Input section start

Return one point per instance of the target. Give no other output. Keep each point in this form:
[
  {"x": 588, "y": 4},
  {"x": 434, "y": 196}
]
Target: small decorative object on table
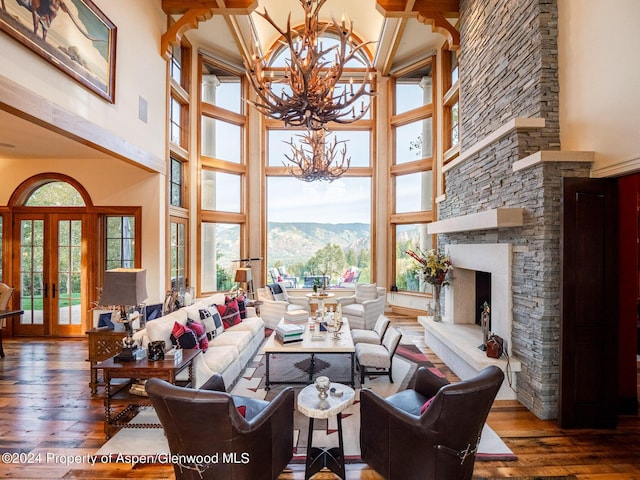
[
  {"x": 435, "y": 267},
  {"x": 485, "y": 324},
  {"x": 322, "y": 385},
  {"x": 156, "y": 350},
  {"x": 334, "y": 328}
]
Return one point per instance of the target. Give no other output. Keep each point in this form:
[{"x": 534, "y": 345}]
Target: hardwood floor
[{"x": 46, "y": 408}]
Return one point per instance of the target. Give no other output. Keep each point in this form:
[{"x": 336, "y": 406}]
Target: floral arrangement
[{"x": 434, "y": 264}]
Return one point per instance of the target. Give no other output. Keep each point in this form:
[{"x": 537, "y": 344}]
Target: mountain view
[{"x": 294, "y": 243}]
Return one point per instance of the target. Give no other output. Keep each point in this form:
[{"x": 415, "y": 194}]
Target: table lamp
[
  {"x": 125, "y": 287},
  {"x": 243, "y": 275}
]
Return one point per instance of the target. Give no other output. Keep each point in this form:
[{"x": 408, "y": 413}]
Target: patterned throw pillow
[
  {"x": 242, "y": 306},
  {"x": 200, "y": 332},
  {"x": 230, "y": 313},
  {"x": 426, "y": 405},
  {"x": 183, "y": 337},
  {"x": 206, "y": 316}
]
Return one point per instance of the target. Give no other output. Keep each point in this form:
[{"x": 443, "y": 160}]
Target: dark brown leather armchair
[
  {"x": 399, "y": 442},
  {"x": 208, "y": 423}
]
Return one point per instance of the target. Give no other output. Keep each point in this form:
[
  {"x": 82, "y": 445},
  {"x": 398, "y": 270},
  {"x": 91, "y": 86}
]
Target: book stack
[
  {"x": 173, "y": 354},
  {"x": 289, "y": 332},
  {"x": 296, "y": 316},
  {"x": 138, "y": 389}
]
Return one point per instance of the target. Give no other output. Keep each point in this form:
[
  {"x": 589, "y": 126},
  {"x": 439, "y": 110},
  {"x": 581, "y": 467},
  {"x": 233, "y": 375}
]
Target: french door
[{"x": 49, "y": 255}]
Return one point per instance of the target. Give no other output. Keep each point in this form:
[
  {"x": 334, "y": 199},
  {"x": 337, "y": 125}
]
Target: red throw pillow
[
  {"x": 200, "y": 332},
  {"x": 230, "y": 313},
  {"x": 183, "y": 337},
  {"x": 426, "y": 405},
  {"x": 242, "y": 306}
]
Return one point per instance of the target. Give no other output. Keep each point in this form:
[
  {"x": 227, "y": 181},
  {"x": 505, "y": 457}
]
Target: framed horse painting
[{"x": 73, "y": 35}]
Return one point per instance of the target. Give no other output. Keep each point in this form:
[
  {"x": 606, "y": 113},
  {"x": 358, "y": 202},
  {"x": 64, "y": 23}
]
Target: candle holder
[{"x": 322, "y": 385}]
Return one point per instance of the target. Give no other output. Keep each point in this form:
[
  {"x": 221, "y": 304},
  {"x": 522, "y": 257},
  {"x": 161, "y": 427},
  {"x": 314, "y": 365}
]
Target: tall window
[
  {"x": 222, "y": 175},
  {"x": 412, "y": 172},
  {"x": 120, "y": 241},
  {"x": 320, "y": 229},
  {"x": 178, "y": 253},
  {"x": 450, "y": 114},
  {"x": 176, "y": 183},
  {"x": 178, "y": 168}
]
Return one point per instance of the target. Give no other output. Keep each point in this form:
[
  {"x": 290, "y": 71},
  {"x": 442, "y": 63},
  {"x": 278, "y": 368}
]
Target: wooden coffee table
[
  {"x": 312, "y": 343},
  {"x": 138, "y": 370}
]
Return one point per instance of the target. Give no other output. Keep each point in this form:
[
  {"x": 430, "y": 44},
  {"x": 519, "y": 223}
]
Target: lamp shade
[
  {"x": 124, "y": 286},
  {"x": 243, "y": 275}
]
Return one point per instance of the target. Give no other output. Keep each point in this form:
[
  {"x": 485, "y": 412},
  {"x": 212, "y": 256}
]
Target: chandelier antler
[
  {"x": 315, "y": 159},
  {"x": 310, "y": 96}
]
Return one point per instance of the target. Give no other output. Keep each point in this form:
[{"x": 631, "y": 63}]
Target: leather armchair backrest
[{"x": 473, "y": 398}]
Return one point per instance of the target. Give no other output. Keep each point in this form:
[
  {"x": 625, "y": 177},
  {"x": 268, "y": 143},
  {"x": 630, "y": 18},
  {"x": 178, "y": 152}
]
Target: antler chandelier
[
  {"x": 312, "y": 94},
  {"x": 315, "y": 159}
]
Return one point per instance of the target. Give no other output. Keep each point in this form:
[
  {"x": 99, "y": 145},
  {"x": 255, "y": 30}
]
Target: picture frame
[{"x": 73, "y": 35}]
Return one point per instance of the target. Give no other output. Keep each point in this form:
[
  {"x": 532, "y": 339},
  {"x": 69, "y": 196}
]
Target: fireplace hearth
[{"x": 480, "y": 271}]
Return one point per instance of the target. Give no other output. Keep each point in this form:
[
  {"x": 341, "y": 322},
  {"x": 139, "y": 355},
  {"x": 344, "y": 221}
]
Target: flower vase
[{"x": 437, "y": 312}]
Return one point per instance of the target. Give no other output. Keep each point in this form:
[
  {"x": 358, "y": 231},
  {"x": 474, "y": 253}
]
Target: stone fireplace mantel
[{"x": 456, "y": 339}]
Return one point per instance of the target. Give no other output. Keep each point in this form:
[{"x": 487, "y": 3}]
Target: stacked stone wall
[{"x": 508, "y": 70}]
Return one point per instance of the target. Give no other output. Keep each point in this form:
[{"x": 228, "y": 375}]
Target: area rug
[{"x": 150, "y": 442}]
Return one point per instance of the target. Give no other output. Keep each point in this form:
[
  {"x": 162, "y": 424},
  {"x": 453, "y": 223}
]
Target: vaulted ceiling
[{"x": 402, "y": 32}]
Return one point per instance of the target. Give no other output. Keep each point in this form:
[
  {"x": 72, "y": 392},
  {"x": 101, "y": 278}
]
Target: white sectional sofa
[{"x": 229, "y": 352}]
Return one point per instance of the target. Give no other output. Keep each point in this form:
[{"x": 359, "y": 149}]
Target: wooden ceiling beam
[
  {"x": 195, "y": 11},
  {"x": 189, "y": 21},
  {"x": 231, "y": 7},
  {"x": 429, "y": 12}
]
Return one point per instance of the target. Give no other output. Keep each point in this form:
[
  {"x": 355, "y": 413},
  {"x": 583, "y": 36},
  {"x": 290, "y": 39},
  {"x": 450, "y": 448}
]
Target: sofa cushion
[
  {"x": 219, "y": 357},
  {"x": 229, "y": 312},
  {"x": 184, "y": 337},
  {"x": 206, "y": 316},
  {"x": 375, "y": 356},
  {"x": 201, "y": 334},
  {"x": 251, "y": 324},
  {"x": 366, "y": 292},
  {"x": 353, "y": 310},
  {"x": 238, "y": 339},
  {"x": 161, "y": 328}
]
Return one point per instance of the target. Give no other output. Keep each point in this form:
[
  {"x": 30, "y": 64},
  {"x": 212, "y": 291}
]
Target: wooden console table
[
  {"x": 138, "y": 370},
  {"x": 103, "y": 343}
]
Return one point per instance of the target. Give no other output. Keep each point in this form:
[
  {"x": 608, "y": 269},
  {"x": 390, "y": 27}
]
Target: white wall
[
  {"x": 140, "y": 72},
  {"x": 119, "y": 184},
  {"x": 599, "y": 78}
]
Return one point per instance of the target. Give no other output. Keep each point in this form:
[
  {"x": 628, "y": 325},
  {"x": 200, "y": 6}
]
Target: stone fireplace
[
  {"x": 460, "y": 303},
  {"x": 456, "y": 339}
]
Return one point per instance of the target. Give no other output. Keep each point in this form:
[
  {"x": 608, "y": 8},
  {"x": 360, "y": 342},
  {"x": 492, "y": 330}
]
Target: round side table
[{"x": 312, "y": 406}]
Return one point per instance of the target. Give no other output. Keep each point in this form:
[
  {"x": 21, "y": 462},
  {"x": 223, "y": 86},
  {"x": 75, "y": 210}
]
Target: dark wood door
[{"x": 589, "y": 309}]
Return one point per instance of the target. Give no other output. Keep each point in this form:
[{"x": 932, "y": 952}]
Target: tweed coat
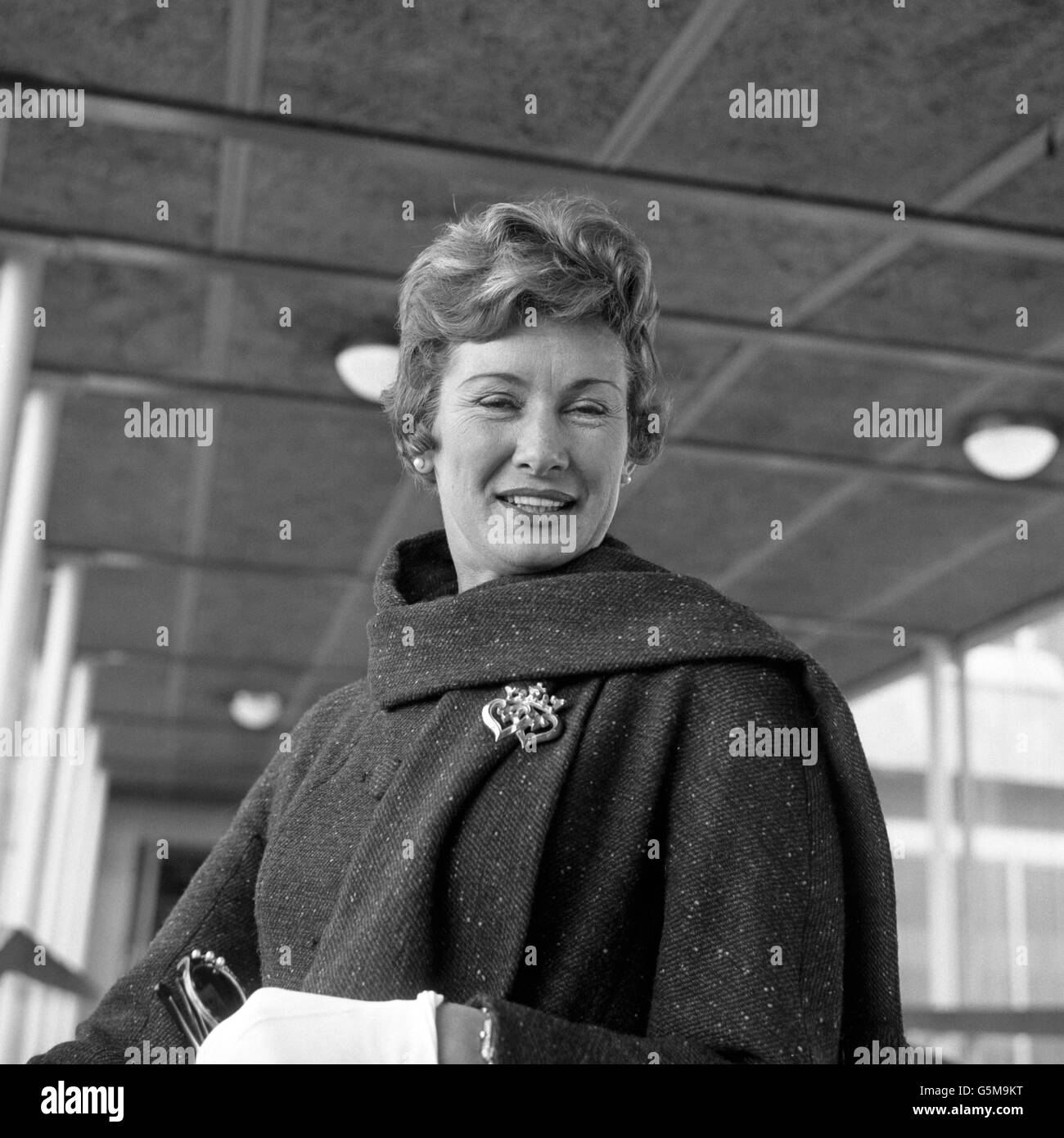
[{"x": 633, "y": 892}]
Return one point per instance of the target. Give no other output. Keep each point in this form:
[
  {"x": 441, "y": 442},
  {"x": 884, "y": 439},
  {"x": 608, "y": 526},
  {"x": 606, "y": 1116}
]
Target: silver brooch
[{"x": 526, "y": 711}]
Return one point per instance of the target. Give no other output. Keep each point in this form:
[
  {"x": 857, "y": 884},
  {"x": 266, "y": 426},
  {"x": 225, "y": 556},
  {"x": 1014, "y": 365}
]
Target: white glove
[{"x": 277, "y": 1026}]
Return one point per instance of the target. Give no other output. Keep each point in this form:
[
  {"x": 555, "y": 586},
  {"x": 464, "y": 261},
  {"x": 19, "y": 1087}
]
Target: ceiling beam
[
  {"x": 145, "y": 385},
  {"x": 459, "y": 164},
  {"x": 110, "y": 384},
  {"x": 839, "y": 467},
  {"x": 679, "y": 61},
  {"x": 1035, "y": 147},
  {"x": 929, "y": 356}
]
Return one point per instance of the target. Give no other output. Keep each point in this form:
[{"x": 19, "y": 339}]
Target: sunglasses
[{"x": 204, "y": 994}]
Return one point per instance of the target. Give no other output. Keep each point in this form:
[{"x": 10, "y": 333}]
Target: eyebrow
[{"x": 577, "y": 384}]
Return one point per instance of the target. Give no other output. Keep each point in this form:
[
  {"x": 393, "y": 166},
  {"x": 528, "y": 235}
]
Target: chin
[{"x": 539, "y": 559}]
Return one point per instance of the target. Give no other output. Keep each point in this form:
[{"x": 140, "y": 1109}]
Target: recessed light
[
  {"x": 367, "y": 369},
  {"x": 1011, "y": 446},
  {"x": 256, "y": 711}
]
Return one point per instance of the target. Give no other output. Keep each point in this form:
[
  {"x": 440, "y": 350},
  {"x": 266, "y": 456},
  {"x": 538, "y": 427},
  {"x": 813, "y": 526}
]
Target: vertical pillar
[
  {"x": 58, "y": 880},
  {"x": 942, "y": 910},
  {"x": 34, "y": 785},
  {"x": 20, "y": 565},
  {"x": 20, "y": 277},
  {"x": 1017, "y": 930}
]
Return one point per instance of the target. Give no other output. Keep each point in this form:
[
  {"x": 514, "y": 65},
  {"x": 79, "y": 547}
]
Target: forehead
[{"x": 579, "y": 349}]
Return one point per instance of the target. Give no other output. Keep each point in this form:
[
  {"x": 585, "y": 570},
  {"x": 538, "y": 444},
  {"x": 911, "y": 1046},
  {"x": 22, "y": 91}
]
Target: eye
[{"x": 498, "y": 402}]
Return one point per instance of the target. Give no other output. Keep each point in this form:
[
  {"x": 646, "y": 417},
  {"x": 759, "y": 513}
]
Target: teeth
[{"x": 535, "y": 504}]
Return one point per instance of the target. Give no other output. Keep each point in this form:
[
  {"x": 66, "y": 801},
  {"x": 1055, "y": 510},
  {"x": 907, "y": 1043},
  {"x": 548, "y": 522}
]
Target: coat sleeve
[{"x": 749, "y": 965}]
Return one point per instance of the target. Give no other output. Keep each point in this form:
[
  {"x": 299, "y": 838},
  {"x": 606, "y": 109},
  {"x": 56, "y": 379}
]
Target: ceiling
[{"x": 427, "y": 105}]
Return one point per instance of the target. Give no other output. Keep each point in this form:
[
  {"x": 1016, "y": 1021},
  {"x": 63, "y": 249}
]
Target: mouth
[{"x": 539, "y": 501}]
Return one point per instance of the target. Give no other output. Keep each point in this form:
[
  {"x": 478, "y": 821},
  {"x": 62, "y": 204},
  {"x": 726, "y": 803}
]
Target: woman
[{"x": 566, "y": 817}]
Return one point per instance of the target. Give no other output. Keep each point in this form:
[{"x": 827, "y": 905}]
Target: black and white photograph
[{"x": 532, "y": 533}]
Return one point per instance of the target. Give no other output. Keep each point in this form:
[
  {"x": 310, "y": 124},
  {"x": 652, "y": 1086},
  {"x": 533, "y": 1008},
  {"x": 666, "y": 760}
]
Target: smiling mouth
[{"x": 533, "y": 504}]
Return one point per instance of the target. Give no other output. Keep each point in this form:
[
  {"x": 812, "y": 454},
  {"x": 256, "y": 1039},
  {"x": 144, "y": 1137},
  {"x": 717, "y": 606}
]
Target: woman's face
[{"x": 532, "y": 435}]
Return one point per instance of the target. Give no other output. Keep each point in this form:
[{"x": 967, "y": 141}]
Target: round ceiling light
[
  {"x": 367, "y": 369},
  {"x": 256, "y": 711},
  {"x": 1009, "y": 446}
]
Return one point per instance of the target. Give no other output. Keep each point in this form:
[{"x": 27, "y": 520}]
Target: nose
[{"x": 541, "y": 445}]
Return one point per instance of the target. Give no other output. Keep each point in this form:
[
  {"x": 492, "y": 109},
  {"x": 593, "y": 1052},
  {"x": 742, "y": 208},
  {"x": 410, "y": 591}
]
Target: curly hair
[{"x": 566, "y": 256}]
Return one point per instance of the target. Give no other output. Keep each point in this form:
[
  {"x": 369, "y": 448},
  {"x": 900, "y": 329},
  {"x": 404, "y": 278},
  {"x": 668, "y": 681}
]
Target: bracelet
[{"x": 487, "y": 1038}]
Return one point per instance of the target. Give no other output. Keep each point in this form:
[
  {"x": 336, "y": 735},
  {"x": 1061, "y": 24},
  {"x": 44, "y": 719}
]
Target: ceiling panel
[
  {"x": 175, "y": 52},
  {"x": 909, "y": 101},
  {"x": 110, "y": 180},
  {"x": 121, "y": 318},
  {"x": 460, "y": 70}
]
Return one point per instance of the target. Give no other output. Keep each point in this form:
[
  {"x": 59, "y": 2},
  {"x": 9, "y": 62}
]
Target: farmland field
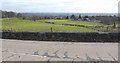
[{"x": 15, "y": 24}]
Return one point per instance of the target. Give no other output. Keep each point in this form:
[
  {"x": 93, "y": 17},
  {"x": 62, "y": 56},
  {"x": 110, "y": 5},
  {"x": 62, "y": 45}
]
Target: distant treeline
[{"x": 103, "y": 19}]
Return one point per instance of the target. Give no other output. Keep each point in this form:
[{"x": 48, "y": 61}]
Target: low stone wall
[{"x": 64, "y": 36}]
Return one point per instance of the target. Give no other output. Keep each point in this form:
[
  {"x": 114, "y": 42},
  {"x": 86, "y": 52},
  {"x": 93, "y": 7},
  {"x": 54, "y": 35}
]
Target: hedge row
[{"x": 63, "y": 36}]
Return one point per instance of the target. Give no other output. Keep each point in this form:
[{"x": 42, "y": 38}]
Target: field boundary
[{"x": 63, "y": 36}]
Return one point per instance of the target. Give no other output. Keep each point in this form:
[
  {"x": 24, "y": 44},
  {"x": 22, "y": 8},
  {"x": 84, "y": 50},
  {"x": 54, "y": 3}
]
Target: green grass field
[{"x": 15, "y": 24}]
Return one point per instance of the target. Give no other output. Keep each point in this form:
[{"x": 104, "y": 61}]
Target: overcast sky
[{"x": 67, "y": 6}]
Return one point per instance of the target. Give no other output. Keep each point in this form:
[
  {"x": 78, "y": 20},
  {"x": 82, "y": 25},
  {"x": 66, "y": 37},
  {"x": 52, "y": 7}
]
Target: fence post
[{"x": 51, "y": 29}]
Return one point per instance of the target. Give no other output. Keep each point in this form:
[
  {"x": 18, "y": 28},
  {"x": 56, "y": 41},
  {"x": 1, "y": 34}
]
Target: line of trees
[{"x": 103, "y": 19}]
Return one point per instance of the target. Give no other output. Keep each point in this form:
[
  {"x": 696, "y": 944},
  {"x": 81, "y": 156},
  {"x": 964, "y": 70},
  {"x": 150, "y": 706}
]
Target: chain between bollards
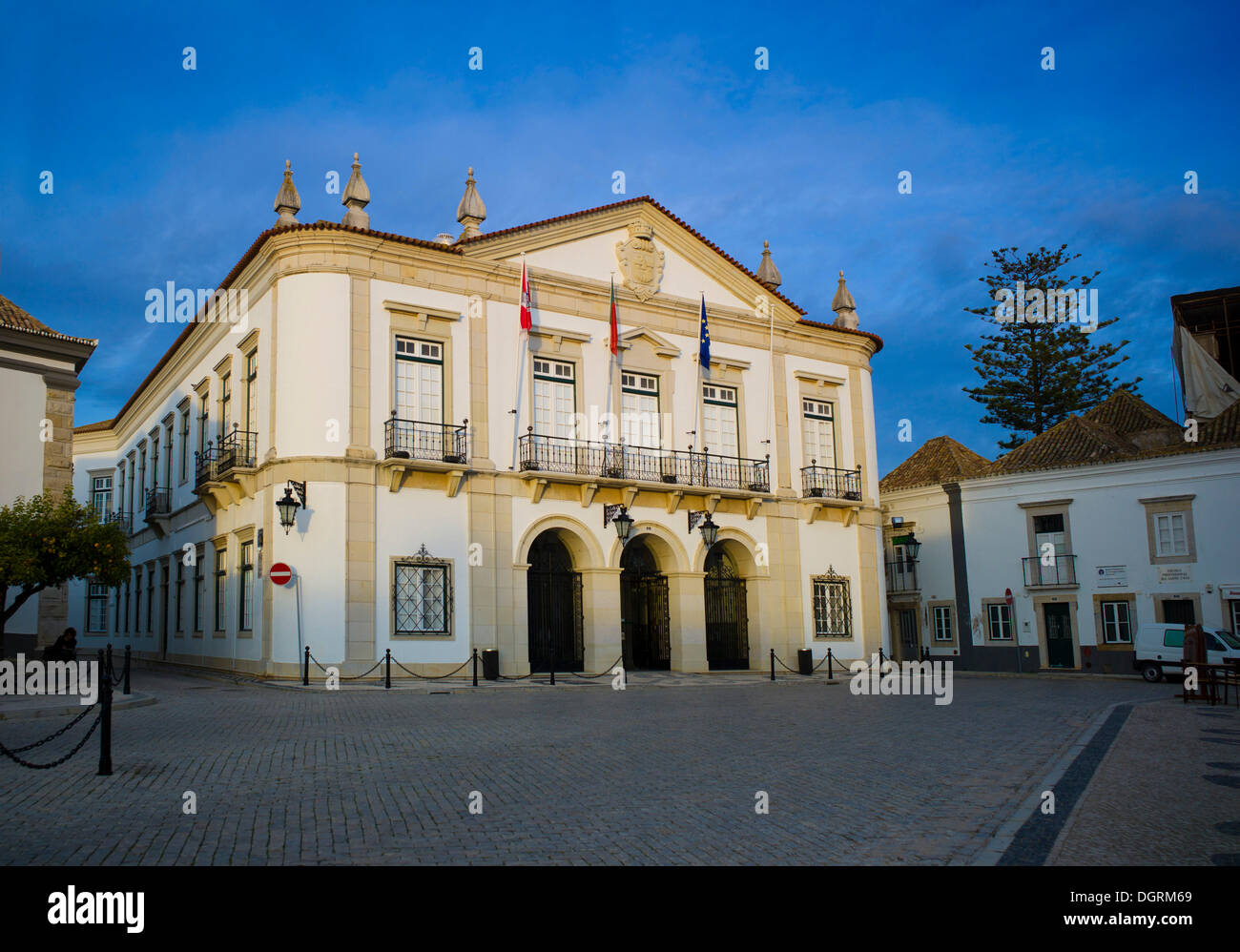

Input section end

What to produce - Keep the pictures out of your copy. Copy only the lines from the line that holds "Target: green grass field" through the last line of the listing above, both included.

Written answer -
Target: green grass field
[{"x": 15, "y": 24}]
Return one point per instance of the target. Give no other output. Keep each point in this form:
[{"x": 104, "y": 61}]
Target: overcast sky
[{"x": 67, "y": 6}]
Return one point per instance of the target. Give no other output. Keep each point in this form:
[
  {"x": 78, "y": 20},
  {"x": 82, "y": 25},
  {"x": 66, "y": 37},
  {"x": 52, "y": 7}
]
Target: fence post
[{"x": 51, "y": 29}]
Return one point per instance of the target. Give no other output. Keep each point in this form:
[
  {"x": 18, "y": 28},
  {"x": 56, "y": 41},
  {"x": 1, "y": 34}
]
Target: line of trees
[{"x": 103, "y": 19}]
Return one point per instance of the target. Give no other output. Keep each point in this form:
[
  {"x": 696, "y": 944},
  {"x": 81, "y": 156},
  {"x": 964, "y": 70},
  {"x": 150, "y": 706}
]
Target: chain between bollards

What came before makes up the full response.